BRIEF
Print each entry precisely; exclude the pictures.
━━━━━━━━━━━━━━━━━━━━━━━━━━━━━━
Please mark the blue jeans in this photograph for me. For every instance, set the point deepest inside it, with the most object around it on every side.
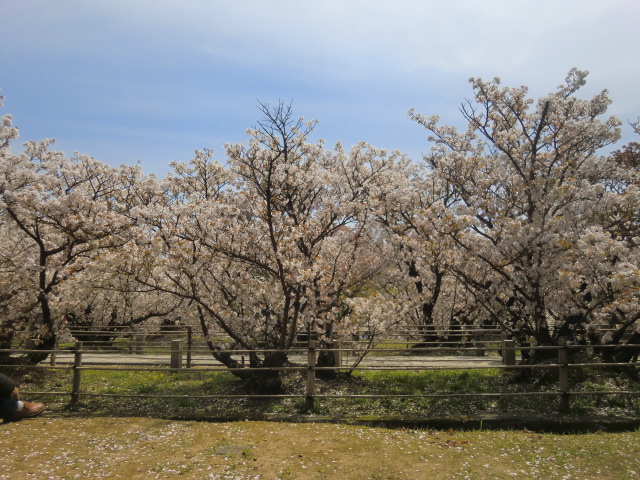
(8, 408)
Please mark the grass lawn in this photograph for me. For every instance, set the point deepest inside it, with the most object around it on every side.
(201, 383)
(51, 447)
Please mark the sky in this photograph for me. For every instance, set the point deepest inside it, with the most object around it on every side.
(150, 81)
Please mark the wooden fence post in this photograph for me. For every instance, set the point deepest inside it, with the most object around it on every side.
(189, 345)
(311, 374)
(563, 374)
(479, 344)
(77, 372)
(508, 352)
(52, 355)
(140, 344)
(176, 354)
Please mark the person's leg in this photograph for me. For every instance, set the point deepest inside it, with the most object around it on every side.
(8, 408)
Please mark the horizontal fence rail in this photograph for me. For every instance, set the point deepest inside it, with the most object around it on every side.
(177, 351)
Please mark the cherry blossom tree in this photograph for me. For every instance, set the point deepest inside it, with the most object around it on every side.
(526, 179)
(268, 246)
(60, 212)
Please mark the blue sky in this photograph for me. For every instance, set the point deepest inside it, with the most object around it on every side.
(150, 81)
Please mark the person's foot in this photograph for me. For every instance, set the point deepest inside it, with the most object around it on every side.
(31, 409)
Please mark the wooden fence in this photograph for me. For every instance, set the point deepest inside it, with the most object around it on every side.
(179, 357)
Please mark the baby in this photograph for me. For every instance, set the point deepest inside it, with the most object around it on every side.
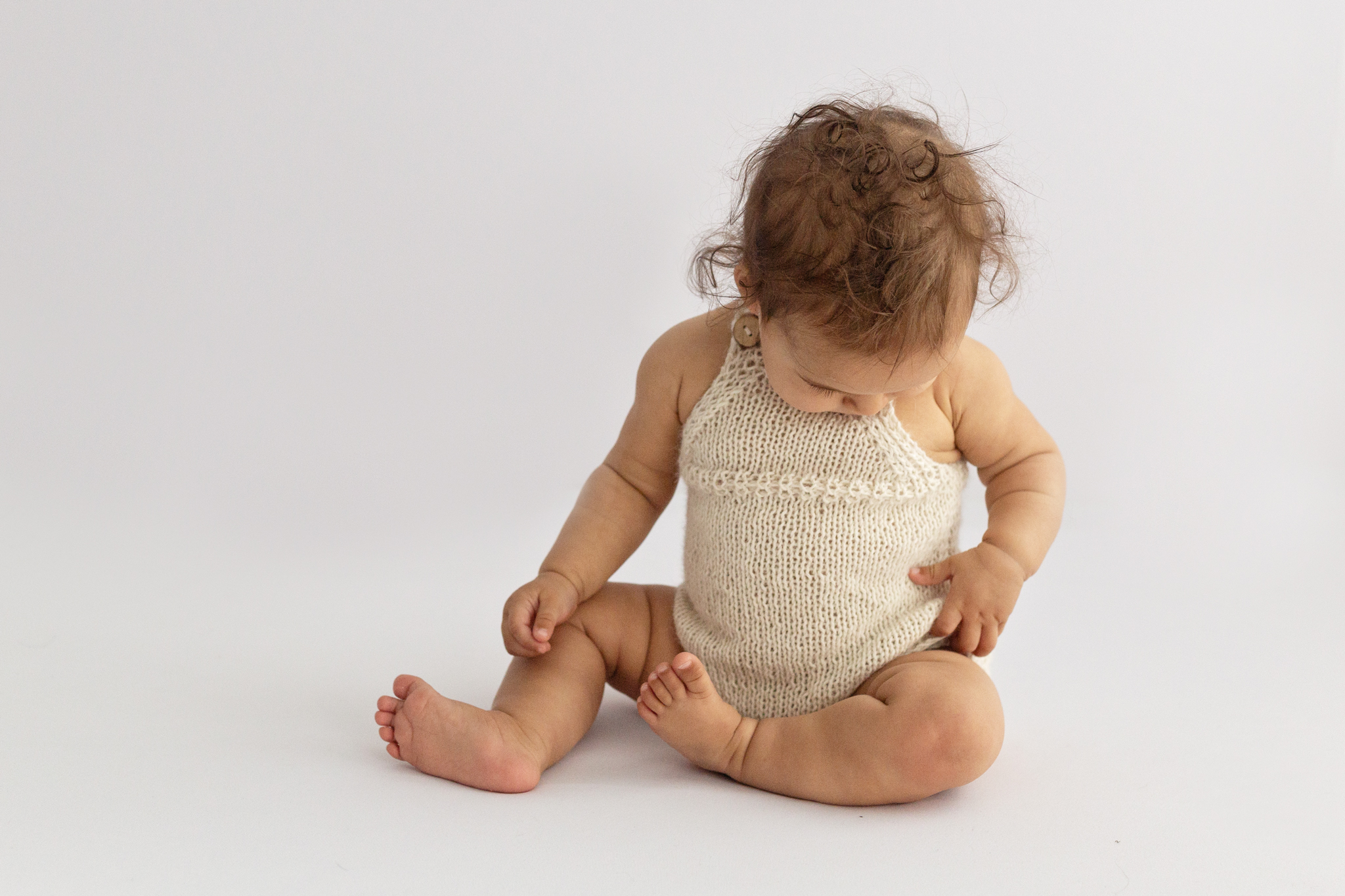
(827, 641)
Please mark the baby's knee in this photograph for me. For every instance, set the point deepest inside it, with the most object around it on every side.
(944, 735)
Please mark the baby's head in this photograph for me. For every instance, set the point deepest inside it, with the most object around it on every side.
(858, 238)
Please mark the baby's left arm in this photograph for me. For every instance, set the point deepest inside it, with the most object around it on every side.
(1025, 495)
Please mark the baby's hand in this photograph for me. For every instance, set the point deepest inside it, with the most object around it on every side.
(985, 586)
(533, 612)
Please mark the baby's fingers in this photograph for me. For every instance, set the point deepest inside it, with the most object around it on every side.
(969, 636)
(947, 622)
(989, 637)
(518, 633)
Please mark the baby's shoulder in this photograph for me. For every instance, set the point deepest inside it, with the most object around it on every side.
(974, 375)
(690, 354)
━━━━━━━━━━━━━━━━━━━━━━━━━━━━━━
SOLUTION
Please mark the blue jeans in this photograph for me. For every instance, set the point deepest inside it, with the most object around it on every side.
(8, 408)
Please mark the grass lawn in this photograph for me. For every instance, set the point deepest inside it, with the most object around it on every side.
(201, 383)
(51, 447)
Please mark the sky in this photograph for me. For every instance, set the point deepest inside it, with the most object around it on every side.
(150, 81)
Please mark the wooden fence post in this photograph for me. For every instance, set the point deepest inside it, with the most object around it on every side.
(189, 345)
(311, 374)
(563, 374)
(479, 344)
(77, 372)
(508, 352)
(52, 355)
(140, 344)
(176, 354)
Please mark the person's leg in this photograph for me. For every instance, set the point deepest inside it, with the most object around it on every side.
(8, 408)
Please mark the horizontal fence rail in this photograph for me. For every instance, set the point deepest inside it, with the most object around it on every side.
(177, 351)
Please mark the cherry blossom tree in this photograph for me. For every instance, set the point deepest inside it, with the most object around it on every side.
(526, 179)
(268, 246)
(60, 212)
Please mark the blue sky in this photograph for me. For every instance, set the point deepest inside it, with the most object around it on every side.
(150, 81)
Please mark the person's foot in this photograph for me. For every instance, set the point deepest inside it, with the most object around it on every side.
(31, 409)
Please mark the wooden fence in this photograph for me. For every instance, set the point deepest inside it, with the most object around it on every side.
(179, 357)
Please mark the baby in this photograph for me. For every instance, set the point deepest inside it, with the most object around it on every side.
(827, 641)
Please mark the baby's knee in this photograph for me. For every instance, set the point deepest inside it, with the most object around it on every side.
(944, 735)
Please mark the baby's head in this photograph for me. For every instance, set the point deepest inside it, with the most object around it on every side.
(858, 238)
Please mark the baby's left arm in this photograph for me. For every instance, set the point deepest inside it, with the most object around it on every side.
(1025, 495)
Please mark the baby's hand in this photograph for me. For every instance, set the point deepest inside it, with the most object around it on every side.
(985, 586)
(533, 612)
Please mark the baby's fingers in this photograph for me. For every instance, set the point deepest inside it, with the most object around it on every side.
(969, 636)
(947, 622)
(989, 637)
(518, 633)
Please mark the baby's shoulder in this photograph for me. For every instance, set the point deepest inside it, with the most object around it on every side.
(974, 375)
(690, 354)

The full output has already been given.